** Quoted text **
****

Wednesday, April 17, 2013

The Road to Chimayo

This is not a sacred shrine.
The signs say, “Pilgrims turn here.”


There are thousands of pilgrims who walk to the Santuario de Chimayo, every April, for the Magic Dirt. Maybe getting them off the highway helps ensure their safety.


I wonder how many have been killed on their way to being healed?



The detours lead to water/aid stations.
Aid stations for religious pilgrims? I thought the whole point was to suffer.
I checked-out the stock in a cooler under one of the blue safety tents- no beer.
They were suffering.

Most of the detours lead back to the killer highway, but we see one which has redirected a fair amount of pilgrims to a road heading out towards the low pinon covered hills.
Go with the flow, que no?

Ben takes the next exit and finds a side road. It winds us past dilapidated homes and trailers, past the huge scrap metal, chicken-wire and concrete buffalo head sculpture, to an intersection at the road the detoured pilgrims are wandering down. We see a building, and what appears to be a small cemetery, so we hang a right and turn in.
 
I see a roadside shine- they mark the spot where somebody has died, so I get out of the car and cross the narrow street. Ben stays in the car- he’s closing his 3rd deal of the day on his cell.

I kneel in front of it, framing my first shot.
That I look like a supplicant pilgrim is not lost on me.
I almost make the sign of the cross- probably should have.

I have been on my knees in the ordinary dusty dirt for 30 seconds when I hear a voice.

God?!?
No answer...

I look behind me and see two guys in a car. Big Guys.
I  get up and point to my ears as I walk towards their car.
Sorry- didn’t hear you. Wassup?

You can’t take pictures here.

Why not? I’m a photographer.
That’s Sacred Stuff.

Sacred stuff?

You’re on the reservation, all the Stuff is Sacred.
You can’t take pictures.

Hey, sorry, I didn’t know. No problem.
I turn to leave.

You have to get rid of the pictures you’ve taken.
I haven’t taken any.

Show us your camera.

I haven’t taken any, you’ll just have to trust me.
A shameless appeal to their religious sense of compassion and tolerance.

If you don’t show us your camera, we’ll call the tribal police.
They’ll confiscate it without even checking.
I look in the car. The driver’s holding a 2-way radio.
So much for compassion and tolerance.

My camera is kinda expensive.
I can’t afford to have it taken away, especially by cops in a nation that is not subject to most of the laws of the in the U.S. of A.

I remember how this would be going down if I’d been shooting film- like back in the day.
They’d be demanding the film roll.
I gotta CF card.

(Silver nitrate coated gelatin on a plastic base is not totally extinct. Lomographers still use it.)
 
Didn’t you see the NO PHOTOS sign back there?
No, I didn’t.

****

** Entries **
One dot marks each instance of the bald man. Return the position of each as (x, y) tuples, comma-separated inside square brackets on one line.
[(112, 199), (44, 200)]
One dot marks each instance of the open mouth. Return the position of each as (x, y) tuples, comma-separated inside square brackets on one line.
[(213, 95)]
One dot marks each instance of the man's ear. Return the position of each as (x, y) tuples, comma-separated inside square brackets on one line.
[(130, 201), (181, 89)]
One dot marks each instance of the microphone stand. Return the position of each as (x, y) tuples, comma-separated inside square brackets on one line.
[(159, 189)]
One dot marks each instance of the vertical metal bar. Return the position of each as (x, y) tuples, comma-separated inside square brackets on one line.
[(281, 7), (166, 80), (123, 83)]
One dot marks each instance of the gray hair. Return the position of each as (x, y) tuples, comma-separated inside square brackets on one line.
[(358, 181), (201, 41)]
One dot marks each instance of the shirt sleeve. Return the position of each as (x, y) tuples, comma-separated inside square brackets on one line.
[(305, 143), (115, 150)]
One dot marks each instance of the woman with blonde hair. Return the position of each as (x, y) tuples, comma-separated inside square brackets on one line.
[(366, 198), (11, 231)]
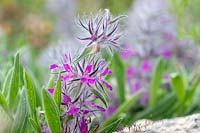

****

** What is expected **
From the post about the road to Chimayo, extract the passage that begins with "I gotta CF card." and ends with "sign back there?". The data has no connection to the post about the road to Chimayo.

** Answer in full **
I gotta CF card.

(Silver nitrate coated gelatin on a plastic base is not totally extinct. Lomographers still use it.)
 
Didn’t you see the NO PHOTOS sign back there?